*** Belge bölümü
Psikoterapi, kişinin en basitçe kendini daha iyi hissetmesi, sorunlarına bir çözüm bulması için tercih edebileceği profesyonel bir yardımdır. Elbette psikoterapi uygulaması ve psikoterapiden alınan fayda iyi hissetmekten çok daha karmaşıktır. Psikoterapi kişinin kendisiyle yüzleşmesini sağlar, kişinin kendisine dönerek, kendisiyle temas ederek ruhsallığını ve iç dünyasını anlamasına yardımcı olur. Psikoterapiye sadece daha iyi görme, daha iyi duyma ve daha iyi anlama uğraşısı da diyemeyiz. Psikoterapi, kişide ruhsal değişimi sağlayabilir.İç dünyanın analiz edilmesi sayesinde değişim ve dönüşüm mümkün olabilir.İç dünyadaki değişimi kişi, dış dünyasına da yansıtacaktır.
Bireysel Yetişkin Psikoterapisi
Psikoterapi, yetişkin bireysel psikoterapi olarak ele alırsak, iki kişilik bir yolculuktur. Kişinin iç dünyasının derinlerine dalacağı; heyecan, korku, kaygı, neşe, sevgi ve nefret gibi birçok duyguyu barındırabilen, birçok geçmiş yaşantının hatırlanacağı; hayallerin, rüyaların ve düşlemlerin gündeme geleceği, terapist ve danışan arasındaki ilişkinin gelişeceği bir yolculuk. Bu iki kişilik ilişki, danışan için önemli konuların işlenmesi için bir alan oluşturur. Bu alanda ‘güven’ önemli bir dayanak olsa da, kişinin iç dünyasına hakim olan güvensizlik ve tekinsizlik temaları da bu alanda çalışılabilir. Psikoterapi, kelimeler aracılığıyla neredeyse her temanın çalışılabileceği özgür bir alan olarak tanımlanabilir.
******
*** Listelenen öğeler
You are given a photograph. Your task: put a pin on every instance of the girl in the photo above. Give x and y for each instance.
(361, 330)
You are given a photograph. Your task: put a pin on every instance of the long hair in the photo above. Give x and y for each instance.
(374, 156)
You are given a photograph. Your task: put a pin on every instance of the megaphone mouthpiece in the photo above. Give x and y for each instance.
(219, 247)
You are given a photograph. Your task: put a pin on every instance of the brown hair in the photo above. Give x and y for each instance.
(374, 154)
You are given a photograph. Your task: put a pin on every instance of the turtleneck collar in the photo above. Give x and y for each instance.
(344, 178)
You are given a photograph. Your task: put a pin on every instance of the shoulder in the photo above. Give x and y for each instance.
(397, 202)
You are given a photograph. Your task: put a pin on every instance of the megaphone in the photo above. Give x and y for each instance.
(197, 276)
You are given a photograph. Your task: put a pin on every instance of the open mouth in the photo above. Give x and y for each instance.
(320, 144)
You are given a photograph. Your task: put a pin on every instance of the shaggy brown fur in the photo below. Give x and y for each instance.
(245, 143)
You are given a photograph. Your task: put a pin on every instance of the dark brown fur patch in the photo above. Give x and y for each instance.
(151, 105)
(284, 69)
******
_Görevler:_
**a.** Psikoterapi metnine göre yetişkin bireysel psikoterapi kaç kişilik bir yolculuktur?
**b.** Psikoterapi metninin "Psikoterapi, kişinin en" sözlerini içeren yerden başlayıp "dünyasına da yansıtacaktır." sözlerinden sonra biten kısmını yeniden yazın; "profesyonel" yerine "uzman" kullanın.

_Yanıtlarınız:_
**a.** İki kişilik bir yolculuktur.

**b.**
Psikoterapi, kişinin en basitçe kendini daha iyi hissetmesi, sorunlarına bir çözüm bulması için tercih edebileceği uzman bir yardımdır. Elbette psikoterapi uygulaması ve psikoterapiden alınan fayda iyi hissetmekten çok daha karmaşıktır. Psikoterapi kişinin kendisiyle yüzleşmesini sağlar, kişinin kendisine dönerek, kendisiyle temas ederek ruhsallığını ve iç dünyasını anlamasına yardımcı olur. Psikoterapiye sadece daha iyi görme, daha iyi duyma ve daha iyi anlama uğraşısı da diyemeyiz. Psikoterapi, kişide ruhsal değişimi sağlayabilir.İç dünyanın analiz edilmesi sayesinde değişim ve dönüşüm mümkün olabilir.İç dünyadaki değişimi kişi, dış dünyasına da yansıtacaktır.